- Problem tanımı -
Aşağıdaki verinin tamamını, her satırı ayrı bir dize olacak ve boş satırları atlayacak şekilde bir JSON dizisi olarak düzenler misin?

- Alıştırma verisi -

○ ○ ○ ○ ○

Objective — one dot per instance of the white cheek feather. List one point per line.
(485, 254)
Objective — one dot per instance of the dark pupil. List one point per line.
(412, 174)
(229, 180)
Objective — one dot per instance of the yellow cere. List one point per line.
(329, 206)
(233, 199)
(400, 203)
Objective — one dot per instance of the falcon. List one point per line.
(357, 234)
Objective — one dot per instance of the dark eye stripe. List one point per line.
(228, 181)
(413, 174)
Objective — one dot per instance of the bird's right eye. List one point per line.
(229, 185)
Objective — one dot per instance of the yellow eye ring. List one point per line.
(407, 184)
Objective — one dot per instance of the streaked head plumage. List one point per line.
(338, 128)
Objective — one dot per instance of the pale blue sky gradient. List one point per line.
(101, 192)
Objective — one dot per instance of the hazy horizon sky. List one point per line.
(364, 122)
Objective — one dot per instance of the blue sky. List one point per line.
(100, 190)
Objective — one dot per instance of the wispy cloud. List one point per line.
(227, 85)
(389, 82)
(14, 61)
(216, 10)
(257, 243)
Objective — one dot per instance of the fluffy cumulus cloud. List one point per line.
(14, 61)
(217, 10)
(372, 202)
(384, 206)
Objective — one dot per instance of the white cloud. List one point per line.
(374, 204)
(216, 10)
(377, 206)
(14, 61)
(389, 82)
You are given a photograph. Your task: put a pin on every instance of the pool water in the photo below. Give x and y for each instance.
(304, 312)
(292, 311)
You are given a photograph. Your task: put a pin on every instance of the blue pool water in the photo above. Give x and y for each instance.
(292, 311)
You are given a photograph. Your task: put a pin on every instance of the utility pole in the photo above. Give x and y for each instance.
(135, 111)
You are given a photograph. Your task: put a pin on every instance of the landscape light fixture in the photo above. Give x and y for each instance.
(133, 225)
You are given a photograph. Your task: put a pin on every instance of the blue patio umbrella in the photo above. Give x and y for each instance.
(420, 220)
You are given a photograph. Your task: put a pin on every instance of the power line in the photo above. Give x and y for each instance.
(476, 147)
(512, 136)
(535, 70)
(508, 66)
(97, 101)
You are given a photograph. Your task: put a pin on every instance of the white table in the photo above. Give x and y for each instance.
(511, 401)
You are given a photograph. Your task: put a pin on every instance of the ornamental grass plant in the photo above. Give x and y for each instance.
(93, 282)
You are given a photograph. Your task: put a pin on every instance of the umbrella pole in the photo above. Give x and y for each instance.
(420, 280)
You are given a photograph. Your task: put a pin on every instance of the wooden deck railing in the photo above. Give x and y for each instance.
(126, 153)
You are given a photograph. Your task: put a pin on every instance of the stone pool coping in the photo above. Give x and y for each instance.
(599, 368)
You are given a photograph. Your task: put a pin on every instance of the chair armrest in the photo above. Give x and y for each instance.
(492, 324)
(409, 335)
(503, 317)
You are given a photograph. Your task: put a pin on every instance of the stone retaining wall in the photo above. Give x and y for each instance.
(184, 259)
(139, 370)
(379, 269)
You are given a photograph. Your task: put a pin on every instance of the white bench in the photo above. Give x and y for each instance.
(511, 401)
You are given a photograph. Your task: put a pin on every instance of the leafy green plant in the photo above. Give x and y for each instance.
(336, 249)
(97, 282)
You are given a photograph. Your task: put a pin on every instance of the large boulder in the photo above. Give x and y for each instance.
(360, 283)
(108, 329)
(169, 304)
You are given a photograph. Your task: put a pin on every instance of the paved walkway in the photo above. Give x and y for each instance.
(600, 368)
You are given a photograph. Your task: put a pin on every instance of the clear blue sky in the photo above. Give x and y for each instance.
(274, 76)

○ ○ ○ ○ ○

- Alıştırma çıktısı -
[
  "Objective — one dot per instance of the white cheek feather. List one point per line.",
  "(485, 254)",
  "Objective — one dot per instance of the dark pupil. List one point per line.",
  "(412, 174)",
  "(229, 180)",
  "Objective — one dot per instance of the yellow cere. List one point per line.",
  "(329, 206)",
  "(233, 199)",
  "(400, 203)",
  "Objective — one dot per instance of the falcon. List one point per line.",
  "(357, 234)",
  "Objective — one dot per instance of the dark eye stripe. List one point per line.",
  "(228, 181)",
  "(413, 174)",
  "Objective — one dot per instance of the bird's right eye. List one point per line.",
  "(229, 185)",
  "Objective — one dot per instance of the yellow eye ring. List one point per line.",
  "(407, 184)",
  "Objective — one dot per instance of the streaked head plumage. List one point per line.",
  "(338, 128)",
  "Objective — one dot per instance of the pale blue sky gradient. List one point per line.",
  "(101, 192)",
  "Objective — one dot per instance of the hazy horizon sky. List one point per line.",
  "(364, 122)",
  "Objective — one dot per instance of the blue sky. List one point per line.",
  "(100, 190)",
  "Objective — one dot per instance of the wispy cloud. List one point per line.",
  "(227, 85)",
  "(389, 82)",
  "(14, 61)",
  "(216, 10)",
  "(257, 243)",
  "Objective — one dot per instance of the fluffy cumulus cloud. List one point per line.",
  "(14, 61)",
  "(217, 10)",
  "(372, 202)",
  "(384, 206)",
  "Objective — one dot per instance of the white cloud. List one point per line.",
  "(374, 204)",
  "(216, 10)",
  "(377, 206)",
  "(14, 61)",
  "(389, 82)",
  "You are given a photograph. Your task: put a pin on every instance of the pool water in the photo below. Give x and y for each instance.",
  "(304, 312)",
  "(292, 311)",
  "You are given a photograph. Your task: put a pin on every instance of the blue pool water in the photo above. Give x and y for each instance.",
  "(292, 311)",
  "You are given a photograph. Your task: put a pin on every instance of the utility pole in the photo above. Give x and y for each instance.",
  "(135, 111)",
  "You are given a photograph. Your task: put a pin on every instance of the landscape light fixture in the photo above. Give x and y for each instance.",
  "(133, 225)",
  "You are given a photograph. Your task: put a pin on every instance of the blue patio umbrella in the photo above. Give x and y for each instance.",
  "(420, 220)",
  "You are given a photograph. Your task: put a pin on every instance of the power line in the photo above. Give x and y for each instance.",
  "(476, 147)",
  "(512, 136)",
  "(535, 70)",
  "(508, 66)",
  "(97, 101)",
  "You are given a photograph. Your task: put a pin on every instance of the white table in the photo above. Give x and y for each instance.",
  "(511, 401)",
  "You are given a photograph. Your task: put a pin on every instance of the ornamental grass plant in the photo above. Give x and y for each instance.",
  "(93, 282)",
  "You are given a photograph. Your task: put a pin on every instance of the umbrella pole in the photo above. Give x and y for each instance.",
  "(420, 280)",
  "You are given a photograph. Your task: put a pin on every instance of the wooden deck railing in the photo above. Give x and y for each instance.",
  "(126, 153)",
  "You are given a photograph. Your task: put a pin on every instance of the stone pool coping in the photo above. Give x and y for each instance.",
  "(599, 368)",
  "You are given a photograph. Your task: put a pin on every instance of the chair armrest in the photo above. Give x and y for each instance.",
  "(492, 324)",
  "(409, 335)",
  "(503, 317)",
  "You are given a photograph. Your task: put a pin on every instance of the stone retaining wall in the photo above. Give x and y for each instance.",
  "(184, 259)",
  "(139, 370)",
  "(379, 269)",
  "You are given a photograph. Your task: put a pin on every instance of the white bench in the photo above. Give x and y for each instance.",
  "(511, 401)",
  "You are given a photograph. Your task: put a pin on every instance of the leafy green plant in the photo above. Give x and y for each instance.",
  "(336, 249)",
  "(97, 282)",
  "You are given a photograph. Your task: put a pin on every instance of the large boulder in the photo above. Give x and y for each instance.",
  "(360, 283)",
  "(108, 329)",
  "(169, 304)",
  "You are given a photograph. Your task: put a pin on every instance of the paved walkway in the photo above. Give x and y for each instance.",
  "(600, 368)",
  "You are given a photograph. Your task: put a pin on every instance of the clear blue sky in the photo above. Give x and y for each instance.",
  "(274, 76)"
]